▶ **WHAT TO WORK ON**
The entries must be set down again word for word; no pictures belong in the copy.

Region pointing data
-=-=-

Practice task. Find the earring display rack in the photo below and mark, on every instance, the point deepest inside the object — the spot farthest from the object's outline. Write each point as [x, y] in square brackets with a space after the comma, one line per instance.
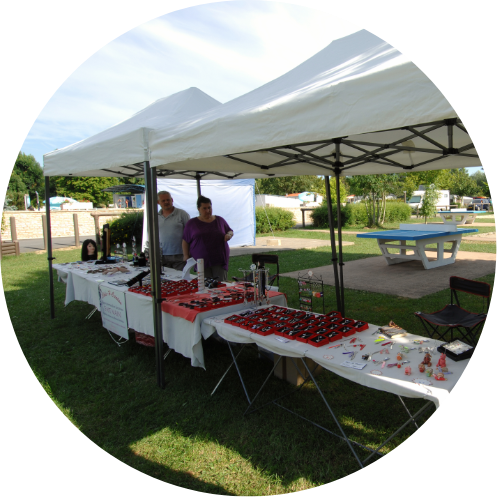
[311, 288]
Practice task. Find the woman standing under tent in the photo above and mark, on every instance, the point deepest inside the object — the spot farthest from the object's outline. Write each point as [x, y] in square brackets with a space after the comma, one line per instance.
[206, 237]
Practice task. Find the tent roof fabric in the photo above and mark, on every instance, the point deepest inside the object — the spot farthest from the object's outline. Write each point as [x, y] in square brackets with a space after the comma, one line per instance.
[126, 143]
[359, 106]
[388, 115]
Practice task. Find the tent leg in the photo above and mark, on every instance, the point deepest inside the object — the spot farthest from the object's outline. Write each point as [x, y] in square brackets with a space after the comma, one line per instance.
[155, 265]
[49, 246]
[339, 222]
[332, 239]
[199, 192]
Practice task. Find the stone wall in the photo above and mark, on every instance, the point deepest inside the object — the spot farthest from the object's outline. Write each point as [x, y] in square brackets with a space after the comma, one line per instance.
[29, 224]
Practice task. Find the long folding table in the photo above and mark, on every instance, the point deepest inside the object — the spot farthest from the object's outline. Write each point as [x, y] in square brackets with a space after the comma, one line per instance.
[333, 358]
[181, 328]
[394, 248]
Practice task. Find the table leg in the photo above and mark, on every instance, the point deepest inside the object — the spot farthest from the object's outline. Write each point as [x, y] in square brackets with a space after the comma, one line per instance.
[229, 367]
[410, 420]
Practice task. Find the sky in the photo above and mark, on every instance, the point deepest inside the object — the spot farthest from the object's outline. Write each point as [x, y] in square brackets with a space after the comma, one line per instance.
[225, 49]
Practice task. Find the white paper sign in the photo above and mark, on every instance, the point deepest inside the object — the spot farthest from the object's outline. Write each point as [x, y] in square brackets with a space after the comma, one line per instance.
[113, 310]
[353, 365]
[186, 270]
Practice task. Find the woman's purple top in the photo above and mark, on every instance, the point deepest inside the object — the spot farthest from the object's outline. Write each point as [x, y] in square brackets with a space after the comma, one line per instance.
[206, 241]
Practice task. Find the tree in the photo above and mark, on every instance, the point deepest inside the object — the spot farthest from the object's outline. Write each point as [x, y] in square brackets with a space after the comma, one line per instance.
[16, 189]
[27, 172]
[86, 188]
[481, 180]
[429, 204]
[462, 184]
[344, 189]
[374, 188]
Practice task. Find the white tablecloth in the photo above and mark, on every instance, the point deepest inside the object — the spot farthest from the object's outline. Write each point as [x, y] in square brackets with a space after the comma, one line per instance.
[392, 380]
[181, 335]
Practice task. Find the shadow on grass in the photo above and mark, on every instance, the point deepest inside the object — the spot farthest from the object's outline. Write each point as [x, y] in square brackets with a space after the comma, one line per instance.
[182, 435]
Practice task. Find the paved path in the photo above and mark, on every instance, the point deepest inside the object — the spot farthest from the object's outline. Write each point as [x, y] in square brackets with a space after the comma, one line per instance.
[408, 279]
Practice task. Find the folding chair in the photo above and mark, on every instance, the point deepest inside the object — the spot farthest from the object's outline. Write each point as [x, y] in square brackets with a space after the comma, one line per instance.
[453, 316]
[260, 260]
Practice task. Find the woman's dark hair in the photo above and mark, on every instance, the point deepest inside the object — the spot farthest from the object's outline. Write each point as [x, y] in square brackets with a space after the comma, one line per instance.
[84, 251]
[203, 200]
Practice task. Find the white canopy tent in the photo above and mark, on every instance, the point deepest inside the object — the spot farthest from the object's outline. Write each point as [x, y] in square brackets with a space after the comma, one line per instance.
[123, 150]
[388, 115]
[357, 107]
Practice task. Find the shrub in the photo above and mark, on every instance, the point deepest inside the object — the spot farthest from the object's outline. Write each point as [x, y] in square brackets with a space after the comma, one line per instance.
[356, 215]
[397, 211]
[319, 215]
[350, 215]
[124, 227]
[279, 218]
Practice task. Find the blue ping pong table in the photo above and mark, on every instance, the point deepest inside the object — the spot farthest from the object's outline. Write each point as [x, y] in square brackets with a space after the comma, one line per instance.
[394, 247]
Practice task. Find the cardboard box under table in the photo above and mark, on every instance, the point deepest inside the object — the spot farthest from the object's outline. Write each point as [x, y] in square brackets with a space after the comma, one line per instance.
[388, 379]
[394, 248]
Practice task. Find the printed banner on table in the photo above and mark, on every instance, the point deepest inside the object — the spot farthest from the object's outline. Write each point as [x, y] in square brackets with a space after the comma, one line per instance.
[113, 311]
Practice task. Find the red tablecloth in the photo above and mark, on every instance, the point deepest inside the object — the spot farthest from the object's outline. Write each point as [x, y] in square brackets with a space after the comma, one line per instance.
[173, 308]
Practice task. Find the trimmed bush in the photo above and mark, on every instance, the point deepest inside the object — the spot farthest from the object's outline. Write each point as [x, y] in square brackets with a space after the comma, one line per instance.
[319, 215]
[124, 227]
[279, 218]
[356, 215]
[397, 211]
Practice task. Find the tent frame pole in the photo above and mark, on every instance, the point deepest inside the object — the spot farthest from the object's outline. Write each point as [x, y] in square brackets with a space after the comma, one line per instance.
[337, 142]
[197, 177]
[49, 245]
[331, 224]
[155, 265]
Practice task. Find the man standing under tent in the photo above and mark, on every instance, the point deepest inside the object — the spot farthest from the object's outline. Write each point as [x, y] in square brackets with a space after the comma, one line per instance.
[171, 225]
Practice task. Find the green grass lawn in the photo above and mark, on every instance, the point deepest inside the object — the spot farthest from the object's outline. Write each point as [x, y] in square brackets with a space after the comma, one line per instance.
[369, 246]
[182, 435]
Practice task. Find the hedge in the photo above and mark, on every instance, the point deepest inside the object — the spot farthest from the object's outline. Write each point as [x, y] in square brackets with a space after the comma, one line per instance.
[279, 218]
[356, 215]
[124, 227]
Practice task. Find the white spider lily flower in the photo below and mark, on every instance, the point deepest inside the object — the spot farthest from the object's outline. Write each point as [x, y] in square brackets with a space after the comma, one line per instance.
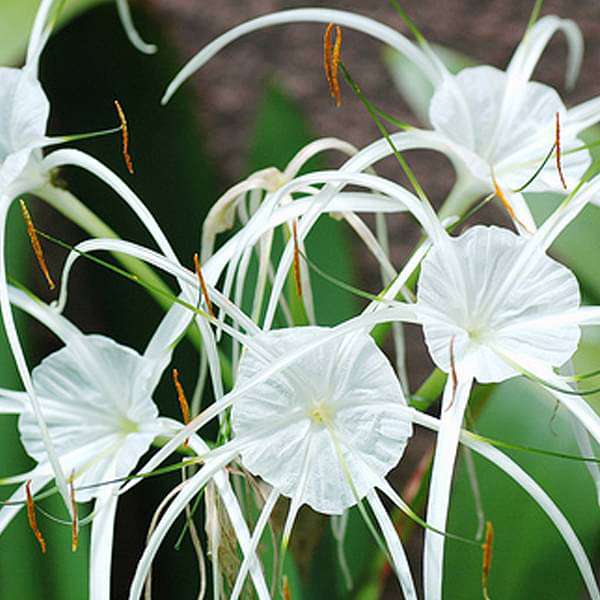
[308, 449]
[497, 127]
[325, 432]
[24, 111]
[96, 397]
[493, 305]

-=-=-

▶ **RESPONSE**
Practice task. Find the earring display rack in the photo below and mark, on every instance, the point deepest inside the object — the spot farthest from the object's outline. Write each point as [x, y] in square brackets with a space after the comma, one line per instance.
[311, 288]
Practice task. Find the woman standing under tent in the photo above and mark, on every instance, the point deepest inside the object — the spot farthest from the object's outline. Write each point as [x, y] in square brackets with a space after the comma, one line per instance.
[206, 237]
Practice task. Find the tent roof fabric in the photo above and mark, on every instance, the point deepest inside the object — the spot farthest from the object's outline. Write each point as [x, y] in square brackets with a space after the comma, one line per instance.
[126, 143]
[359, 106]
[388, 115]
Practice task. Find the tent leg in the photo above and mark, on every instance, the point deepest inside the object — the spot farthest from the object's outline. Write each point as [x, y] in square brackets with a space after the comma, one line per instance.
[155, 265]
[49, 246]
[339, 222]
[332, 239]
[199, 192]
Practice task. Find the stone wall in the photo above and mark, on every instance, the point deepest inside the object — the spot farthest from the object's outline. Write each point as [x, y] in square brackets with a space after the comma, one line per instance.
[29, 224]
Practice task. Find the long folding table in the photo above and mark, on every instance, the point deepest inside the object — the spot farthest from the object's outline. Write each point as [x, y] in square brackets with a space after the comma, one line per instance.
[333, 358]
[181, 328]
[394, 248]
Practice task. Find the table leg in the photo above and mark, on every instance, the point deepest inside the object — the spot farthest from the object's outline. Write each point as [x, y] in square brackets with a space after the comma, one line per instance.
[229, 367]
[410, 420]
Practice task. Find the sky in the photo above and mark, on every instance, the point deepest inside the object — the spot farthest from the object's outline. Write each point as [x, y] in square brackets with a space after the comma, one line per instance.
[225, 49]
Practice task. Find the white paper sign in the photo above and mark, on every instance, the point deepest inside the object — the spot farthest from the object's outline. Write each point as [x, y] in square brackets with a space after the comma, one line per instance.
[113, 310]
[353, 365]
[186, 270]
Practice task. Find the woman's purple top in the photo above and mark, on every instance, the point deepest inside the object — the spot farthest from the object's outline. Write each point as [x, y] in square brackets with a space after the comma, one line per instance.
[206, 241]
Practice task. Find the tree in the photo above and mark, on every instance, the point deepest inside the object — the spot farthest from the object's outline. Write each point as [x, y] in square brackets with a space after the comma, one line per instance.
[16, 189]
[27, 172]
[86, 188]
[481, 180]
[429, 204]
[462, 184]
[344, 189]
[374, 188]
Practice task. Find the white tablecloth in the photo above and mark, on every instance, the point deepest inside the object — the spot farthest from the object's outline. Write each point as [x, y] in square brackets with a space after the comma, one line per instance.
[392, 380]
[181, 335]
Practice task. Find the shadow on grass in the photo above and mark, on every instance, the point deepest inside the object — the spot farthest from the object's outline. Write each point as [x, y] in square brackets with a space after the comma, one line per instance.
[182, 435]
Practice task. Find the paved path in the photo above and mark, on every instance, the point deepest inside the object — the spot farthest from the object's outline. Write each point as [x, y] in square brackets with a space after the comma, one line per instance.
[408, 279]
Practice task. Find the folding chair in the photo above and mark, on every instance, the point deepest inside the object — the spot farthest from the object's outline. Write each point as [x, y] in square brackets with a space after the comma, one line per instance.
[453, 316]
[260, 260]
Practice task. Find the woman's dark hair in the photo above and mark, on every instance, the point deepest inside the object — the spot farthest from the object's outline. Write each point as [x, y] in square brackets with a space after the comma, one line per instance.
[84, 251]
[203, 200]
Practice task. Find the white canopy tent in the photo above and mark, on every instance, the point deepest inside the object — the spot farthest from the object's outline. Write each point as [x, y] in square brackets with a space after the comma, one line per instance.
[123, 150]
[388, 115]
[357, 107]
Practice task. Find the shrub in the photo above and mark, on every instance, the point deepest inside the object — the spot farthest from the object's outline. Write each point as [x, y] in square brackets with a space after the comma, one line per instance.
[356, 215]
[397, 211]
[319, 215]
[350, 215]
[124, 227]
[279, 218]
Practice task. Find the blue ping pong table in the photo above and mark, on every instance, the point deepest inside the object — the spot farthest from the object's outline. Write each point as [x, y] in square brackets with a space after the comma, one line per instance.
[394, 247]
Practice task. Find the cardboard box under table in the photo above and mark, on every instance, the point deepest inside the object — the spot farthest from the object's outline. Write each point as [x, y] in square brackets with a space after the comma, one line per instance.
[388, 379]
[394, 248]
Practice task. Find the printed banner on table in the photo above and mark, on every instance, the point deepest inside the object — the spot farthest from the object's outline. Write each point as [x, y] in square brackets with a space after the comma, one line per instance.
[113, 311]
Practice task. Find the red tablecloth in the photo above and mark, on every instance, the point deepest inside the object — the spot farthest from the object's outline. Write each point as [x, y] in square brackets with a space after the comma, one line per instance.
[173, 308]
Practice task. Find the trimmed bush in the photo above and mark, on every instance, the point deepest inside the object — the spot farthest from the object's outline. Write each point as [x, y] in square brackets with a space after the comma, one line per instance.
[319, 215]
[124, 227]
[279, 218]
[356, 215]
[397, 211]
Practice task. Find the tent frame pole in the photo above and mark, on every instance, the point deepest inside the object — the spot farthest from the object's outline. Write each point as [x, y] in square brackets with a space after the comma, one line per instance.
[337, 142]
[197, 177]
[49, 245]
[331, 224]
[155, 265]
Practice task. Find the man standing under tent in the photo above and mark, on every instance, the point deepest inside the object — the spot farthest from the object's outline. Write each point as [x, y] in square brackets with a space after the comma, one line per instance.
[171, 225]
Practice task. Find the green grass lawn in the photo above and mark, on every instance, the point deepest inside the object — the spot farthest from the object's outline. Write each point as [x, y] in square brackets with a space after the comma, one line per instance.
[369, 246]
[182, 435]
Practice task. Find the hedge in the photo above and mark, on every instance, the point deepest inside the object — the spot farthest from the object's outline. Write each point as [x, y] in square brackets with a space after the comma, one line per instance.
[279, 218]
[356, 215]
[124, 227]
Practice task. Find the white spider lily flower in the photo below and mark, on every instance, the point deepest inside the object — the spot farthest from the object's outline. Write each point as [x, y] in square brackets with a space after the comma, one line per instance.
[308, 449]
[497, 127]
[325, 432]
[24, 111]
[96, 397]
[493, 305]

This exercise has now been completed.